-- What you should do --
Go through the data below line by line and report how many lines contain "positive", giving only that figure.

----

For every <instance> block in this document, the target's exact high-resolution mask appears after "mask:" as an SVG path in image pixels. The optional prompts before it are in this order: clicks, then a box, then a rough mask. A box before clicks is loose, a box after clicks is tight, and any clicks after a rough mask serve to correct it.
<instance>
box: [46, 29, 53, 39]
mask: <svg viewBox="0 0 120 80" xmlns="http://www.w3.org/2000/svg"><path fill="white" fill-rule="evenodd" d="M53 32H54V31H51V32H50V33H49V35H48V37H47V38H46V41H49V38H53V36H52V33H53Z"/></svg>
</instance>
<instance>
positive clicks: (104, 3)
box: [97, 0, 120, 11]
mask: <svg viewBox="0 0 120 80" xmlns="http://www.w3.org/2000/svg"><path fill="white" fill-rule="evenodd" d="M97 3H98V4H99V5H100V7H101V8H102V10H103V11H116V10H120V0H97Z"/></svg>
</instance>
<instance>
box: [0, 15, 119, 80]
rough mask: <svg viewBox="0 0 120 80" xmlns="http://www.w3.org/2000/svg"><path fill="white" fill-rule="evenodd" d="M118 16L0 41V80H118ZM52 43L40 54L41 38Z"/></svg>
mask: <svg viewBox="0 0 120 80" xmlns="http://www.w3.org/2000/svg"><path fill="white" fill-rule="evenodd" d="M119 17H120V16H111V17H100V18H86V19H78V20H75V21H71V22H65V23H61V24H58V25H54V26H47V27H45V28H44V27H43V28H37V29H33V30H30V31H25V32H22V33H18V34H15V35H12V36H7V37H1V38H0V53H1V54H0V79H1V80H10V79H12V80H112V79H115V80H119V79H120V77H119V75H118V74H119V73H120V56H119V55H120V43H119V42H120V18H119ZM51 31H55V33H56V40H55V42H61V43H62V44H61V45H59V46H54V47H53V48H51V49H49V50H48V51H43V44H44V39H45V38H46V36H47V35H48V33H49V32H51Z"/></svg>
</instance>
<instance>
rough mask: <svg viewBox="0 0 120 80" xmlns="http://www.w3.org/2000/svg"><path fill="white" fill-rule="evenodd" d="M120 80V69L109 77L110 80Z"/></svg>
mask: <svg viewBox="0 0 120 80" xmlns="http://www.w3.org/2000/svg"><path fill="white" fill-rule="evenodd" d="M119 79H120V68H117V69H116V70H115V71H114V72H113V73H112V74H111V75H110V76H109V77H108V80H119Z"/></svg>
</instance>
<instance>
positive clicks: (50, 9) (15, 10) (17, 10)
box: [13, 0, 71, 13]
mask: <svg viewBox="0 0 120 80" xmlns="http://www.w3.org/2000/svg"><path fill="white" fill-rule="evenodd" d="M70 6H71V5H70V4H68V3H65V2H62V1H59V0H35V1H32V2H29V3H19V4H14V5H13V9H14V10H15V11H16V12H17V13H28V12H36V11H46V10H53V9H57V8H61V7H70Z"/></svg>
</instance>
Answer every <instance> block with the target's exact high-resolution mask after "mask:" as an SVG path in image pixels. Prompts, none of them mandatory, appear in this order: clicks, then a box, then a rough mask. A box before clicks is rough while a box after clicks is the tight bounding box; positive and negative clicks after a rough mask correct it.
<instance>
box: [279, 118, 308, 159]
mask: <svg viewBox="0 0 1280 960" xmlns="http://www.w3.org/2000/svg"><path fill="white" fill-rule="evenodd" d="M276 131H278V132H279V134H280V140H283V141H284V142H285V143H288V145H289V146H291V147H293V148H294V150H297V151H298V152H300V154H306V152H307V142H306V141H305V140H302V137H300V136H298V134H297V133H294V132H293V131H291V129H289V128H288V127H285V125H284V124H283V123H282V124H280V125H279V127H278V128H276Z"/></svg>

----

-- Written solution --
3